Supplied text:
Content starts

Mobility scooters travel by air or sea

I’m thinking about buying my first mobility scooter with the view of travelling abroad by either plane or boat and I wonder how difficult or easy it is to do so.

So it’s caused me to wonder:

  • What make or sort of mobility scooter do the travel companies prefer to carry?
  • What limitations do they place on weight or design?
  • What is the extent of their legal obligation regarding carrying mobility scooters for disabled passengerd?
  • What problems have people experienced and how did they overcome these?

Travelling by aircraft seems a daunting experience for anyone Disabled in wheelchair or not, but in reality it isn’t it can be a seamless experience as you are helped every step of the way, (that’s not meant as a pun).

I worked for British Airways for 26 years, as such travelled to many parts of the World. In fact in 1988 I travelled twice around the World, some 48,000 miles in 5 days on aircraft, sponsored for Charity. Not something I would recommend but shows you it is possible.

Stick to these guidelines and you will really enjoy the experience. First on booking your flight tell them you would like assistance from check-in to the gate. This could be a wheelchair with someone pushing or a lift on a Golf type buggy. The gate could be over one mile away so don’t think your doing any favour’s by not asking for help. The aircraft has a certain slot for take off, if you are late because of walking difficulties, THE AIRCRAFT HAS TO GO without you, otherwise it costs mega bucks.

Content ends

Questions to answer:
[1] In the post on mobility scooters, give the text from "So it’s caused" up to and including "they overcome these?", switching "limitations" to "restrictions".
[2] According to the post on mobility scooters, for how many years did the writer work for British Airways?
[3] Extend the post on mobility scooters by continuing it from its last sentence.
The lines after this point come from another source.

The data:
Content starts

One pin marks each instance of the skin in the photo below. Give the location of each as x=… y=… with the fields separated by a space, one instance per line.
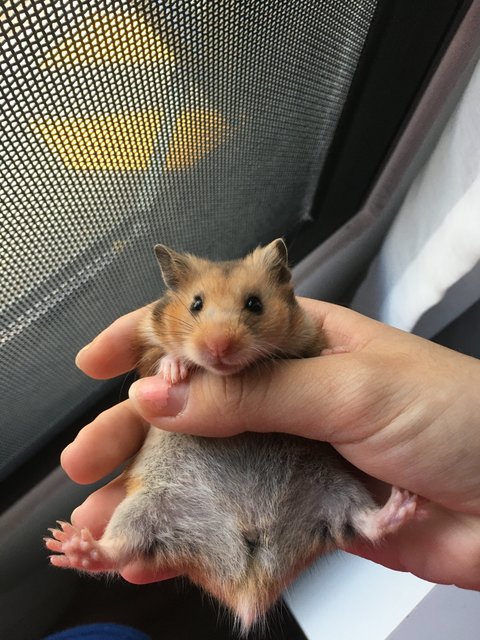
x=402 y=409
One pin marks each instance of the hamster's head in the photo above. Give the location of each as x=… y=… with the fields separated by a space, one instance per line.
x=224 y=316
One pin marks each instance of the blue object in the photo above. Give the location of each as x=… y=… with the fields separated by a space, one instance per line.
x=99 y=631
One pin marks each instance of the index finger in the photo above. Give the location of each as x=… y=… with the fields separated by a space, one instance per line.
x=112 y=352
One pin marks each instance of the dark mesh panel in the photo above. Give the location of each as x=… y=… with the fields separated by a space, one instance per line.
x=203 y=125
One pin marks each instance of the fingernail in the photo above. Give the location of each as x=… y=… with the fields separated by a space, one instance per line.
x=158 y=398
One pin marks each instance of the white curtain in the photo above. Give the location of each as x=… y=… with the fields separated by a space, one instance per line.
x=430 y=259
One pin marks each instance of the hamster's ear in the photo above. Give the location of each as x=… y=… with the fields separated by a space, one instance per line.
x=275 y=256
x=174 y=266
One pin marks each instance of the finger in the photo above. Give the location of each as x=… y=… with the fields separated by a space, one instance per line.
x=112 y=352
x=270 y=399
x=442 y=548
x=343 y=327
x=142 y=572
x=100 y=447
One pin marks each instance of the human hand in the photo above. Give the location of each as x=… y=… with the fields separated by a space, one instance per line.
x=401 y=408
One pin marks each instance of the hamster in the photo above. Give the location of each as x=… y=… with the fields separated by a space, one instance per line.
x=240 y=516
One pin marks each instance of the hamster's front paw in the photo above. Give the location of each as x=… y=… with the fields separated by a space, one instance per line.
x=77 y=549
x=172 y=369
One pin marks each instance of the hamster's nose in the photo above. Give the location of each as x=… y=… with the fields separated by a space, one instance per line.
x=218 y=344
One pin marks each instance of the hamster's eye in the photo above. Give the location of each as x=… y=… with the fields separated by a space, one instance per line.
x=254 y=304
x=197 y=304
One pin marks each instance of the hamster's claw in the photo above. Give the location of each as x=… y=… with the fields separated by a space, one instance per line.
x=76 y=549
x=172 y=369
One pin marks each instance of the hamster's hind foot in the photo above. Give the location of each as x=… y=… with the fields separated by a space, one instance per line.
x=397 y=511
x=77 y=549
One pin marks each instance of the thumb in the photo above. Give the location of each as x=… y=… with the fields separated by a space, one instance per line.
x=321 y=398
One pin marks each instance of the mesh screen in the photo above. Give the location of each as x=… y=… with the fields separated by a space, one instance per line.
x=203 y=125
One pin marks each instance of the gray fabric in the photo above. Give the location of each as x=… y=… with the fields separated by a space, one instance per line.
x=200 y=125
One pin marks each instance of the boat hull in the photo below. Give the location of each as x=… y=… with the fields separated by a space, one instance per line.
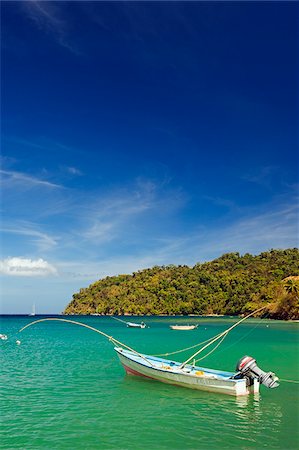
x=194 y=378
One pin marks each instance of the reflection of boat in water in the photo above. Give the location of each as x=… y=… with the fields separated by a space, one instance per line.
x=183 y=327
x=136 y=325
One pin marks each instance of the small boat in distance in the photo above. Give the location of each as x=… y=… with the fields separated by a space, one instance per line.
x=33 y=311
x=183 y=327
x=136 y=325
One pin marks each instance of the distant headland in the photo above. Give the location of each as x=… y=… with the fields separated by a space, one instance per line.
x=229 y=285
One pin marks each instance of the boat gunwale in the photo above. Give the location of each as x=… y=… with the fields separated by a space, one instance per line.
x=218 y=373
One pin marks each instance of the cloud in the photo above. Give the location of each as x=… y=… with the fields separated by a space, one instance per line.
x=73 y=171
x=43 y=240
x=47 y=17
x=18 y=266
x=12 y=178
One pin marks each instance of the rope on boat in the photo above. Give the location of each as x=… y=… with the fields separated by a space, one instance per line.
x=220 y=336
x=115 y=341
x=187 y=348
x=110 y=338
x=289 y=381
x=220 y=342
x=119 y=320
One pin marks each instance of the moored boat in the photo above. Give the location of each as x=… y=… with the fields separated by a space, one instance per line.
x=136 y=325
x=183 y=327
x=243 y=382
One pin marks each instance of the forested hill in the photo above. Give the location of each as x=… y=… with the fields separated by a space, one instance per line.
x=231 y=284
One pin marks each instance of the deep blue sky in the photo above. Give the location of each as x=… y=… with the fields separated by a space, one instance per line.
x=141 y=133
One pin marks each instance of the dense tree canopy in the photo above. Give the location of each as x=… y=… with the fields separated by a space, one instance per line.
x=231 y=284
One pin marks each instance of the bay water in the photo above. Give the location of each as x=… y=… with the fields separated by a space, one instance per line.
x=63 y=387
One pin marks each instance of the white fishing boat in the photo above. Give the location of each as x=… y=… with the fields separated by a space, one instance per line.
x=183 y=327
x=245 y=381
x=136 y=325
x=32 y=311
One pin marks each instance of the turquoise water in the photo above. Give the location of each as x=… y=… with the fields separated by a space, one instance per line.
x=64 y=388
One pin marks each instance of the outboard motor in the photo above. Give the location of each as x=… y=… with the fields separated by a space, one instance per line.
x=248 y=368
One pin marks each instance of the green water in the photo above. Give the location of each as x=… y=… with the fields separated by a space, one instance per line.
x=64 y=388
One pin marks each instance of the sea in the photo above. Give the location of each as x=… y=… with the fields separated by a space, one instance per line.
x=63 y=387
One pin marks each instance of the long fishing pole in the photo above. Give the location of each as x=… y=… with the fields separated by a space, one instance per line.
x=219 y=336
x=111 y=338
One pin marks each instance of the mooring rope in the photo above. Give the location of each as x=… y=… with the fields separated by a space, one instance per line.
x=110 y=338
x=119 y=320
x=215 y=348
x=187 y=348
x=220 y=335
x=289 y=381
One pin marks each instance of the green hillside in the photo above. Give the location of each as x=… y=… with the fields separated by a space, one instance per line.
x=231 y=284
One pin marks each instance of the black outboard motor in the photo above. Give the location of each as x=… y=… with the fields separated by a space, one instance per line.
x=248 y=368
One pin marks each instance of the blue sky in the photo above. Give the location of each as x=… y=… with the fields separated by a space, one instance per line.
x=137 y=134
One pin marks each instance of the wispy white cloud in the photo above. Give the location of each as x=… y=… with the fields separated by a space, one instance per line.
x=41 y=240
x=11 y=177
x=47 y=16
x=18 y=266
x=74 y=171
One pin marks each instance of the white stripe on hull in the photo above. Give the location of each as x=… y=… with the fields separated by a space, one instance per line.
x=226 y=386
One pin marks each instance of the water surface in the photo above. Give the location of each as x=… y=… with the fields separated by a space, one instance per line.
x=64 y=388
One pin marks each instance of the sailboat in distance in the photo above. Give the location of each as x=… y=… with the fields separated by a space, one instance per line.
x=33 y=311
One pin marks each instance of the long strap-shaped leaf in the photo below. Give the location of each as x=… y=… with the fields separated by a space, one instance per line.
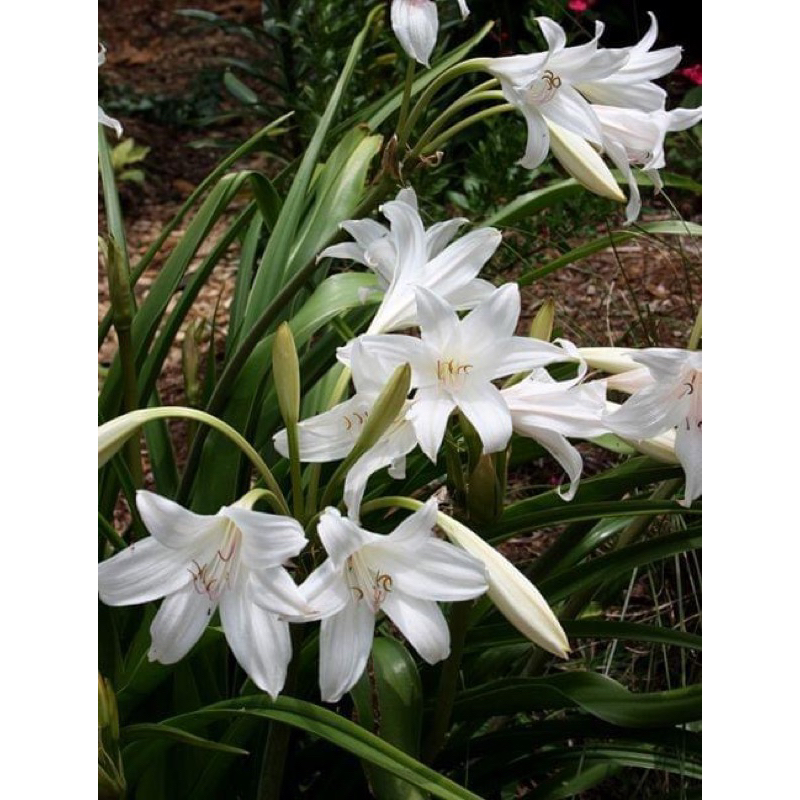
x=271 y=272
x=597 y=695
x=335 y=729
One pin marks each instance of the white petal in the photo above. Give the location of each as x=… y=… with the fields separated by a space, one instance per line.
x=689 y=449
x=428 y=414
x=345 y=641
x=422 y=623
x=340 y=536
x=267 y=539
x=563 y=452
x=538 y=139
x=416 y=23
x=483 y=405
x=172 y=524
x=326 y=590
x=142 y=572
x=274 y=590
x=179 y=623
x=392 y=447
x=569 y=110
x=434 y=570
x=259 y=640
x=513 y=594
x=496 y=317
x=440 y=234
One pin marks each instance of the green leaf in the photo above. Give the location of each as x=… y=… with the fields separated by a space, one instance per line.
x=392 y=711
x=605 y=568
x=274 y=262
x=597 y=695
x=615 y=238
x=335 y=729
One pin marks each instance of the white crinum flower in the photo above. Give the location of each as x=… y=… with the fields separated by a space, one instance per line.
x=454 y=362
x=548 y=411
x=407 y=255
x=632 y=86
x=416 y=24
x=330 y=436
x=403 y=574
x=542 y=87
x=102 y=117
x=636 y=138
x=231 y=560
x=673 y=400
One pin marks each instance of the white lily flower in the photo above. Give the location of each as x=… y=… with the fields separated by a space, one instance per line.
x=548 y=411
x=631 y=86
x=403 y=574
x=416 y=25
x=673 y=400
x=455 y=361
x=407 y=256
x=231 y=560
x=102 y=117
x=520 y=602
x=330 y=436
x=542 y=87
x=636 y=138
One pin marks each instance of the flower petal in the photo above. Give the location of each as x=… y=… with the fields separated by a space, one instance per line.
x=142 y=572
x=340 y=536
x=422 y=623
x=416 y=24
x=428 y=414
x=179 y=623
x=345 y=641
x=259 y=640
x=274 y=590
x=483 y=405
x=267 y=539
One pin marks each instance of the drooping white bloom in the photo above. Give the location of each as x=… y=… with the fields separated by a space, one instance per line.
x=231 y=560
x=673 y=400
x=406 y=255
x=548 y=411
x=636 y=138
x=416 y=25
x=454 y=362
x=516 y=598
x=330 y=436
x=102 y=117
x=631 y=86
x=542 y=87
x=403 y=574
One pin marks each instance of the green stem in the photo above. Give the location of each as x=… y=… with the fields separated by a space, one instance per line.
x=407 y=88
x=433 y=146
x=448 y=681
x=277 y=747
x=697 y=330
x=471 y=65
x=477 y=95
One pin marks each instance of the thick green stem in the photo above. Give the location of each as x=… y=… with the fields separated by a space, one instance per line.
x=697 y=330
x=472 y=65
x=277 y=747
x=433 y=146
x=448 y=681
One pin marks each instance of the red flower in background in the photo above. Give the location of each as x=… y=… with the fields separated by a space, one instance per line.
x=693 y=73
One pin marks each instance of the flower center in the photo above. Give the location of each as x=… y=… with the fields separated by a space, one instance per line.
x=368 y=585
x=543 y=89
x=693 y=388
x=452 y=373
x=213 y=577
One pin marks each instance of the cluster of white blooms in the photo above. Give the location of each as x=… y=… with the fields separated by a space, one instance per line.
x=605 y=97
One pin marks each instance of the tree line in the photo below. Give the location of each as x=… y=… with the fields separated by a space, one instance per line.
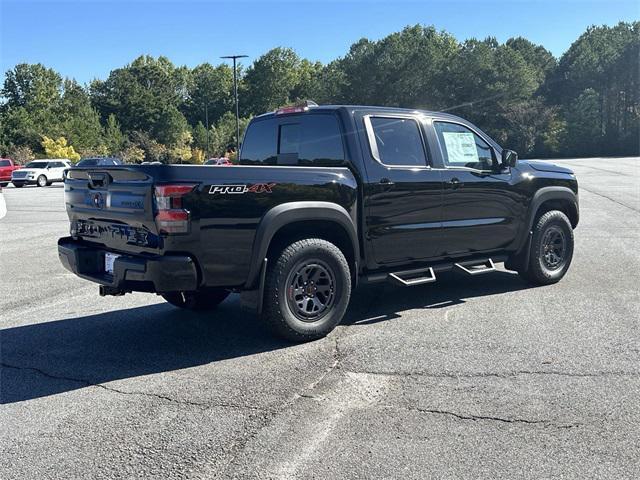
x=586 y=103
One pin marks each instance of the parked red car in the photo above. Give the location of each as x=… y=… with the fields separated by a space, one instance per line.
x=6 y=167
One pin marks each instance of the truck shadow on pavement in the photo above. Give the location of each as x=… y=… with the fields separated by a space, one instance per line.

Content ends

Exercise results:
[1]
So it’s caused me to wonder:

  • What make or sort of mobility scooter do the travel companies prefer to carry?
  • What restrictions do they place on weight or design?
  • What is the extent of their legal obligation regarding carrying mobility scooters for disabled passengerd?
  • What problems have people experienced and how did they overcome these?

[2] 26 years.

[3]
If you have problems walking down the isle when you get aircraft side, no problem, quite a few aircraft now have small wheelchairs especially to take people up and down the isle. If you can’t walk whatsoever, no problem, tell them and facilities will be put in place from check-in to take you to the aircraft by ambulance, high lift you to the aircraft and trained medical staff to lift you in the seat. The golden rule here is ‘tell them.’

With some airlines you can pre-book your seat. If so get one that has more leg room and near the toilets, probably a bulkhead seat. The Civil Aviation Authority has made a ruling that no Disabled person can have a seat by an Emergency Exit for obvious reasons.

If for some reason you get to your destination and your wheelchair is missing or worse still damaged it is the airlines, or should I say good airlines signed up to something called the Haig Protocol to restore or repair your chair, see the airlines staff.

I remember I went to San Diego from Gatwick once and they left my chair behind. I was in a rush had to go down to Tijuana and the only one they had to loan me had a large sign above my head saying ‘AVIS Rent a Car.’ The times I was stopped in my Hotel by people saying “hey fella, where can I get a car.”### ### Have a good time, don’t worry as far as flying and ships are concerned you will be looked after.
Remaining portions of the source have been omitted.